(Records to process Opens)

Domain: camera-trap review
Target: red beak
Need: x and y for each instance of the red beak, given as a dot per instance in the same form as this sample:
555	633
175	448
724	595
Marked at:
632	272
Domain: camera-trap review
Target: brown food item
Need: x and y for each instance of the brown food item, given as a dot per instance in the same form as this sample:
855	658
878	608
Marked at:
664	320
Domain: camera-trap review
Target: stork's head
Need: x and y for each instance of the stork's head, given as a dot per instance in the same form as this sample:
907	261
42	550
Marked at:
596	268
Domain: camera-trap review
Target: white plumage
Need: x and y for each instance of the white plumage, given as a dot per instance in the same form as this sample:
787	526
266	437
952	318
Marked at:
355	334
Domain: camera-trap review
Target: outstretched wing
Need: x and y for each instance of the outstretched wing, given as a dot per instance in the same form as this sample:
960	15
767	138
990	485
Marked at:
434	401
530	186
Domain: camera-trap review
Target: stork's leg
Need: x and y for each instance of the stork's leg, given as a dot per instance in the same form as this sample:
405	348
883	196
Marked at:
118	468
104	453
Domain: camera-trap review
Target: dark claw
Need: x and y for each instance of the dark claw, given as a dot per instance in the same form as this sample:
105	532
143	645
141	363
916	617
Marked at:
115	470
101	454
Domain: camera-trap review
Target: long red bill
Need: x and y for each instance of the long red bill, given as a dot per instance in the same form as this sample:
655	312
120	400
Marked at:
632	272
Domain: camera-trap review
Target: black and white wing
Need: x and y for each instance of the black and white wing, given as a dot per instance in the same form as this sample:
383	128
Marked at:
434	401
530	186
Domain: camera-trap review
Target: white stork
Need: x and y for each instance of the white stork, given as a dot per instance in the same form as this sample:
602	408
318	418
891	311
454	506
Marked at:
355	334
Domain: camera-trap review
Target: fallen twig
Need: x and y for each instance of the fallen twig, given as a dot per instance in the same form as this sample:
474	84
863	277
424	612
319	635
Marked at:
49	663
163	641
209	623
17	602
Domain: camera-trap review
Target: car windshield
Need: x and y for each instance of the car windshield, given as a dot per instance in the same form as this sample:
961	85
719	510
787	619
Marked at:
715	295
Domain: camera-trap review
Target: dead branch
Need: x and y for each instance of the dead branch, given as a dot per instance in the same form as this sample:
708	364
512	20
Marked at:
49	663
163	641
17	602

(Records to process Closes)

== Task details ==
The entire listing above should be returned exactly as written.

== Output below ==
Domain: camera-trap review
Target: red beak
Need: x and y for each instance of the red beak, given as a dot per instance in the same form as this sample:
555	633
175	448
724	595
Marked at:
632	272
Domain: camera-trap review
Target: brown food item
Need: x and y for each instance of the brown food item, given as a dot per instance in the same form as this sample:
855	658
878	608
Marked at:
664	320
Domain: camera-trap review
Target: stork's head
Need: x and y for each instance of the stork's head, given as a dot per instance in the same form as this sample:
907	261
42	550
Marked at:
596	268
Domain: camera-trap review
Target: white plumage
Need: x and y for each instance of the white plumage, given as a dot per instance in the same form as this sample:
787	526
266	437
952	318
Marked at:
355	334
Domain: camera-trap review
Target: outstretched wing
Need: x and y for each instance of the outstretched wing, given as a dot per instance in the same form as this sample:
960	15
767	138
990	485
Marked at:
434	401
530	186
Domain: camera-trap review
Target: stork's leg
Need: x and y for each instance of the stork's leg, given as a dot per instance in the same form as this sample:
405	348
883	196
Marked at:
118	468
104	453
Domain: camera-trap review
Target: dark claw
Need: x and y for each instance of the dark claw, given as a dot per instance in the same form as this sample:
105	532
143	645
141	363
916	617
Marked at:
115	470
101	454
Domain: camera-trap review
Target: long red bill
Need: x and y for each instance of the long red bill, given as a dot per instance in the same form as this sample:
655	312
120	400
Marked at:
632	272
Domain: camera-trap review
Target: black and white wing
Need: x and y for each instance of the black and white wing, given as a dot per instance in the same form as this sample:
383	128
Marked at:
434	401
530	186
Domain: camera-trap review
Target: white stork
Need: x and y for each instance of the white stork, given as a dot per instance in the same form as this sample:
602	408
318	418
891	311
454	506
Marked at:
355	334
Domain: camera-trap review
Target: fallen twig
Need: x and y for each instance of the fallen twig, given as a dot per instance in the same form as this sample:
474	84
863	277
424	612
319	635
Marked at:
49	663
163	641
209	623
17	602
Domain: camera-trap review
Target: car windshield
Need: x and y for each instance of the car windshield, given as a dot per instance in the same form as this sample:
961	85
719	510
787	619
Marked at:
715	295
Domain: camera-trap review
Target: dead branch
Need: x and y for each instance of the dead branch, given as a dot per instance in the same form as this sample:
708	364
512	20
Marked at:
49	663
163	641
17	602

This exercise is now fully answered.